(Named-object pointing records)
begin

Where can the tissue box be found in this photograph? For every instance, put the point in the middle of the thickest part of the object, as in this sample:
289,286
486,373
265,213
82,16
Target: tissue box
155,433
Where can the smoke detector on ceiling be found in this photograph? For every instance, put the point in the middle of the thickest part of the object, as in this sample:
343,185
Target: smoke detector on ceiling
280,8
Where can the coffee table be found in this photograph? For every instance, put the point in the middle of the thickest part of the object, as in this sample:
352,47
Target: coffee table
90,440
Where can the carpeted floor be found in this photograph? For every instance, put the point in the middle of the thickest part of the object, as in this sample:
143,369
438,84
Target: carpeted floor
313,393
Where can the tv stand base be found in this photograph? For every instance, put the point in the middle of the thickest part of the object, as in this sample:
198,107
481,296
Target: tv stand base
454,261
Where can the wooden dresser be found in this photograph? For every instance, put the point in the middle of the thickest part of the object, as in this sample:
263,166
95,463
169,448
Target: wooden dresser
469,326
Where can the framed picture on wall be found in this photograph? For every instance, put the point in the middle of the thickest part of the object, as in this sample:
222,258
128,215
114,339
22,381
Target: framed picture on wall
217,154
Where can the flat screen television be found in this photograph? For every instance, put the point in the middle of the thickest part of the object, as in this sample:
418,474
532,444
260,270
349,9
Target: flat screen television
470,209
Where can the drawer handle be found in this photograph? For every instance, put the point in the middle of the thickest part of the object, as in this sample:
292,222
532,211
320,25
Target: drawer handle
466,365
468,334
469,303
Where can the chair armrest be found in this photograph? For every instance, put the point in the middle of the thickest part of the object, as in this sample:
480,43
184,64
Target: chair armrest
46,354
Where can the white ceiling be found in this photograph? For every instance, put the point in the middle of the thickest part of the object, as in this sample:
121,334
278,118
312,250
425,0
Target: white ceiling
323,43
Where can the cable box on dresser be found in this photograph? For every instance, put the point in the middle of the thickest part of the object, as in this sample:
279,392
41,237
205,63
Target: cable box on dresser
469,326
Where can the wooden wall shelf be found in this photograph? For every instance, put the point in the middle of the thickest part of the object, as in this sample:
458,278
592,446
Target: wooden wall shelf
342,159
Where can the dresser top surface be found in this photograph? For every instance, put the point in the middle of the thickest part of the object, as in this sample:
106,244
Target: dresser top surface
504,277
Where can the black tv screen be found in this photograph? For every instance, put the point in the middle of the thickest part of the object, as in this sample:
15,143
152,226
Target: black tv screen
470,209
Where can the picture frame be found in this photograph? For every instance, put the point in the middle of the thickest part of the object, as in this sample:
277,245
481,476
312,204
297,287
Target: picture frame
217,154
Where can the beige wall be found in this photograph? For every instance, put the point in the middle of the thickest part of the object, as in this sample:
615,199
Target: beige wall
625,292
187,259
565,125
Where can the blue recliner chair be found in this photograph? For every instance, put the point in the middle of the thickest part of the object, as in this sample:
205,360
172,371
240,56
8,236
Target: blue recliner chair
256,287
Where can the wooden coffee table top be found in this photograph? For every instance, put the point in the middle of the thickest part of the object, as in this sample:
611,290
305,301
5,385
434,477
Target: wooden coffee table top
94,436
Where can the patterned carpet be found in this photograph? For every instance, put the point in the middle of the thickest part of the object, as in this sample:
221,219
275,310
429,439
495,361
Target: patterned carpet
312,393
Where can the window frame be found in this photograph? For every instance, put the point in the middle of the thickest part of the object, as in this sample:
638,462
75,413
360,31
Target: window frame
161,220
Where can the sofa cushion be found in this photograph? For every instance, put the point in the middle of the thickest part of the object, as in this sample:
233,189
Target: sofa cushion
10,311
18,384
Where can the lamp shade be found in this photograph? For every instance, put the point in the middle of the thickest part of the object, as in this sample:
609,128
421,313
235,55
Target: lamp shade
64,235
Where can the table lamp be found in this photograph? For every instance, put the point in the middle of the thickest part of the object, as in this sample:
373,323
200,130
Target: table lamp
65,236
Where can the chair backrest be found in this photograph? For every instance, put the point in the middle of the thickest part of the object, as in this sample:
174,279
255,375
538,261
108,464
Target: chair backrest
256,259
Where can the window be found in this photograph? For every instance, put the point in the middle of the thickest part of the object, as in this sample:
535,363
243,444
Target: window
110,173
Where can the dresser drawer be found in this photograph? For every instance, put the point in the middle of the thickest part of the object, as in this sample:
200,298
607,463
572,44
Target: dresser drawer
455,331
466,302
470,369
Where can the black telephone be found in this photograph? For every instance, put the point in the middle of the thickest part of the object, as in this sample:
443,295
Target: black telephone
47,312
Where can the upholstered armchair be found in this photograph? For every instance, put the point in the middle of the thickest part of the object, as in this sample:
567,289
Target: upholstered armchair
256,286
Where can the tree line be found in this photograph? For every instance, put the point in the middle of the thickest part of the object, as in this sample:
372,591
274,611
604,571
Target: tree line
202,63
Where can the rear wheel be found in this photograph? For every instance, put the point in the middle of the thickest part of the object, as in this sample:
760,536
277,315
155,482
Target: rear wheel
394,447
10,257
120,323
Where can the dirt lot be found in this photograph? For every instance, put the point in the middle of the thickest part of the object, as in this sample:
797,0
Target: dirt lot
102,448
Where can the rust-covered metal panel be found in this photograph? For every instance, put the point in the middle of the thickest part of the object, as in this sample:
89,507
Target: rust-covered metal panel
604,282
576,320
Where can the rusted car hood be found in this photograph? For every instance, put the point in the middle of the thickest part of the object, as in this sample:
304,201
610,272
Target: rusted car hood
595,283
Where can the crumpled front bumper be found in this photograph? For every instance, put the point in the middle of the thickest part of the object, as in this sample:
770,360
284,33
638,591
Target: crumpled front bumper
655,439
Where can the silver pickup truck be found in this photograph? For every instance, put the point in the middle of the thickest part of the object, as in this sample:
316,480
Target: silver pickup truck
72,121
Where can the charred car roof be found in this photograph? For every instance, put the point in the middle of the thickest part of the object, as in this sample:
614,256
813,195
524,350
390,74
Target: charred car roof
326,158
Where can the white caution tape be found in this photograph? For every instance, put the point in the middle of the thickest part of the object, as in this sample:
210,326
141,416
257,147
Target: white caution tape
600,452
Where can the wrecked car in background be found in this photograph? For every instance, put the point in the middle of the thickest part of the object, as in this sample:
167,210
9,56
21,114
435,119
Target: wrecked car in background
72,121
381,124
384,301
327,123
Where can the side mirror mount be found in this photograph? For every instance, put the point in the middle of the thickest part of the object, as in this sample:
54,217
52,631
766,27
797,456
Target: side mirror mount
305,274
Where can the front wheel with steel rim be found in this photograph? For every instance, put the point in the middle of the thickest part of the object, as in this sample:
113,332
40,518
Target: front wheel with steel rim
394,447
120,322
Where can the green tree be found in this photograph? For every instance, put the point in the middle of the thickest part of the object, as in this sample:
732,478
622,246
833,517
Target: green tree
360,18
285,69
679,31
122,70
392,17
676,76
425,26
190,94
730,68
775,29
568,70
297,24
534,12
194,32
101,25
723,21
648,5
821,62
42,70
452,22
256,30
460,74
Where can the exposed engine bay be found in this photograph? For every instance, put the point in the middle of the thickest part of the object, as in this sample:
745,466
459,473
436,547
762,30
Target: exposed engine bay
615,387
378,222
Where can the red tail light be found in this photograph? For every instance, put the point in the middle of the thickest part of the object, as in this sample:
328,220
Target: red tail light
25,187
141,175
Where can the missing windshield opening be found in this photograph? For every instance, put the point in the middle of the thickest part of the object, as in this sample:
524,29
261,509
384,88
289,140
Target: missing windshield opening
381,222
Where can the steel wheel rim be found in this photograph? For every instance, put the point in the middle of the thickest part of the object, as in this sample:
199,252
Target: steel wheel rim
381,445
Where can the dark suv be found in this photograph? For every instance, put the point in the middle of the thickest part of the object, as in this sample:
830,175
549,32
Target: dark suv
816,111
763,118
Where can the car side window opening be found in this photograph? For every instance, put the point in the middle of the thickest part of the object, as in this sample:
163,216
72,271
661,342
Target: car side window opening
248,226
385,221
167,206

end

WHAT YOU SHOULD DO: Only the lines from the one holding "Where can the missing" through the end of the listing should be given again, exactly and with both ends included.

RESPONSE TO THIS EXERCISE:
Where can the missing windshield opening be found in this photograph? For every instance, put the point in the middle of the thickest part of the object, as in this sample:
524,29
261,509
384,88
289,140
Target: missing windshield opening
381,222
Where can the steel wheel rim be found in this photograph? For every instance, put the point in the middle of the thickest part of the object, as in this sample:
199,252
Target: steel wheel rim
381,445
Where can the dark suv be found in this photograph? For every instance, put the point in the middle of the thickest part of the object, as in this sample:
830,175
549,32
Target: dark suv
816,111
763,118
Where can the car side window opening be found in this photograph? For every instance, put the point in the middle of the thickest part of the object, as in this sample:
163,216
72,271
661,342
Target: car side window opening
248,226
385,221
167,206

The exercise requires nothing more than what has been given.